• **Task brief**: Locate, in the data below, the line that contains "the white dress" and the line that contains "bearded man's arm"; reproduce exactly those two lines and every line between them, nothing more.

• **Records to use**:
↓
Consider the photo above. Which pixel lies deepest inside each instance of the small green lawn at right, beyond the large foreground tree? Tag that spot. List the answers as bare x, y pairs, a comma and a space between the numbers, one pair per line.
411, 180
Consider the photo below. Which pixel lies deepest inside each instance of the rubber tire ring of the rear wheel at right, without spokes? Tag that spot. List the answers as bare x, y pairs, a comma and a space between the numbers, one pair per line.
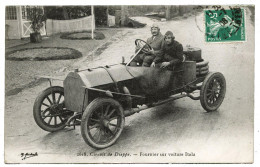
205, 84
↑
↓
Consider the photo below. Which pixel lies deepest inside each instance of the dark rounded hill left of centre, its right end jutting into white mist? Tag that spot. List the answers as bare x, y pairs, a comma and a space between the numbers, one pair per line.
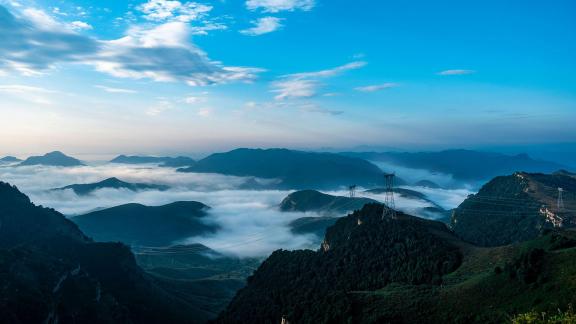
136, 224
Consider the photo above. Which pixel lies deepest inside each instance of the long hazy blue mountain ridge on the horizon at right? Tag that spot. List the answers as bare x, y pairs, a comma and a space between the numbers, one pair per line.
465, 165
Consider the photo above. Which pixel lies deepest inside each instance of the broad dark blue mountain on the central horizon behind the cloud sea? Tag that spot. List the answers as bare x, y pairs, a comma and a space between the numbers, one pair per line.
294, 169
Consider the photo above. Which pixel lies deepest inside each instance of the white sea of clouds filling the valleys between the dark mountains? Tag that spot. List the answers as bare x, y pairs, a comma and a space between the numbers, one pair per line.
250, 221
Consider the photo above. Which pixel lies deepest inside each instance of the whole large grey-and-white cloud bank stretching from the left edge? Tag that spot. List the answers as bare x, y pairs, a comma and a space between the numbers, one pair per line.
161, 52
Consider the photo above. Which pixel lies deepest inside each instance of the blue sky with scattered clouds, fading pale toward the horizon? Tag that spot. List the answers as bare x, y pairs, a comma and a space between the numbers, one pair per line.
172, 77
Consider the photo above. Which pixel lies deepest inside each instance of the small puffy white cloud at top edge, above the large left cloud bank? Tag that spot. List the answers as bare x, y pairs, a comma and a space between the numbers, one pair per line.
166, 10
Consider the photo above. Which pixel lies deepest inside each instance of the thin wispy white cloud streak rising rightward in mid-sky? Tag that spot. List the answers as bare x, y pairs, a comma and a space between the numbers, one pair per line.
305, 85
↑
↓
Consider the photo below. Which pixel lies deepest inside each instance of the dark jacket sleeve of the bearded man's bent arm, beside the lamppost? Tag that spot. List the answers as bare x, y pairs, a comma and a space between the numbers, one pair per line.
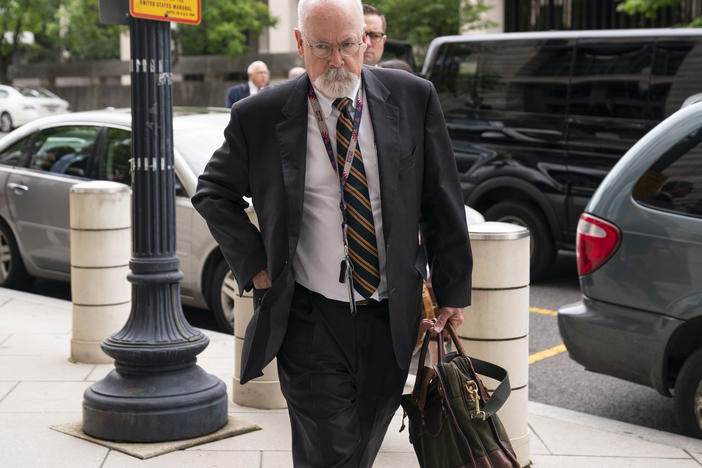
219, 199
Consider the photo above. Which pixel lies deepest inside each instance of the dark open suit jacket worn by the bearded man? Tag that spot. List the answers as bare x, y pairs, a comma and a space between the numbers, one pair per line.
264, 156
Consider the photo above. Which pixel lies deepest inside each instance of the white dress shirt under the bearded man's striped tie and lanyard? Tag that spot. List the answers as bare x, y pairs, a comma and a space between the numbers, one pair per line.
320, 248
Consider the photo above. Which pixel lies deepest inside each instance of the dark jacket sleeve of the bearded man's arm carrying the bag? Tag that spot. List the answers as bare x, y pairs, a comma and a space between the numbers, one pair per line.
↑
• **Expected output**:
Consider the photo above. Which pixel lies deepest inside each instance of the white dress shirt under the bearded man's striped tie and lanyard? Tag that spot. List the answers as bare x, y pairs, a comma and a space between the numbers, one pair per line.
320, 248
Consider the photo above. Which pixel lies deepest inside each instance of the dark jacket sleeve of the bearded man's arm carrying the bag? Tag that spot. List the answers as bare x, y pairs, a comma and a space between the numbers, one pair per line.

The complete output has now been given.